Sunday, July 13, 2008

No Southern Hospitality Left

I moved to the south in 1989 from California and it's been a letdown ever since. The obvious answer to your first question is that I can't afford to move back. I'm stuck here and it sucks. I come from a place where I had many friends to a place that in almost 20 years I have made only two friends. And one of them isn't even from here. I have found that most women my age here are fake. They think they are better then the average. They are out to backstab anyone they come into contact with unless that person has a ton of money.
I come from a place that people were down to earth. Mellow and accepting of many different races and personalities. I can see some southern mannerisms are helpful to have. But I find most of them fake. ie. My husband was born and raised here in middle Tenn. and his favorite conclusion to his heavenly abode is that "God created Tenn. first" and my response is "Yeah then he realized he fecked up and created the rest of the world" I see nothing proud of being from the south in other words.
From the first time I went to look for a job in the south I had a hard time. One of the ladies actually said "when you've lived here for 6 months and we know your going to stay we might think about interviewing you for a job" I had 12 years experience for a job that I made $24.00 an hour in California and here they were offering $7.00 an hour. Like I was going to fight for that income? I think not. I chose another path.
In all these years I have found every single one of them to be fake,rude, and backstabbing drama bitches.
Skipping to now 2008. I still find them this way. I have a new job in a small town and work with more bi-polar people then I ever knew possible. I feel that I still don't fit in. I am a genuine person. I wear my heart on my sleeve. I try to help everyone that seems to need it but seem to just be in the way. I find people talk behind my back. I find that they go out of their way to get people to believe that I am something that I am not. I think they have a hard time believing that someone is real and genuine. I mean what I say. I say what I mean and I just want everyone to get along. What the hell is so wrong with that?

__DATA__.

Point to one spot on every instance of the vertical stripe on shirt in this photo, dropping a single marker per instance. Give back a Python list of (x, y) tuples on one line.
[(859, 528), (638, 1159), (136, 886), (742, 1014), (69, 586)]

__WORK ORDER 1__. In the blog post about moving to the South, what hourly pay was the writer offered there for the kind of job that paid $24.00 an hour in California?
__WORK ORDER 2__. Proceed with the blog post about moving to the South, picking up after its final sentence.

__OUTPUT 1__. $7.00 an hour.

__OUTPUT 2__.
I'm used to people getting along. I'm used to people being mellow and friendly. I just hate it here and until my husband passes away I guess I am stuck here.
I think 20 years is long enough to give a place a chance. Until I can walk the beaches and suck in the salt air. I will be a lonely 50 year old with no friends because they just aren't genuine.
The southern hospitality is out the window.
I have been in several atmospheres. I have tried to be around all kinds of people and it all rolls back down hill to be a disappointment.
When I first moved here I worked where people came from all over the world and people told me that I was nice and sweet and wanted to know where I got my "southern hospitality" from. I told them from Southern California. Definately not from here. These are the rudest people I have ever met. The majority agreed that they hadn't met a nice person that was from here.
I rest my case.
Have a great day and try to be a genuinely nice person.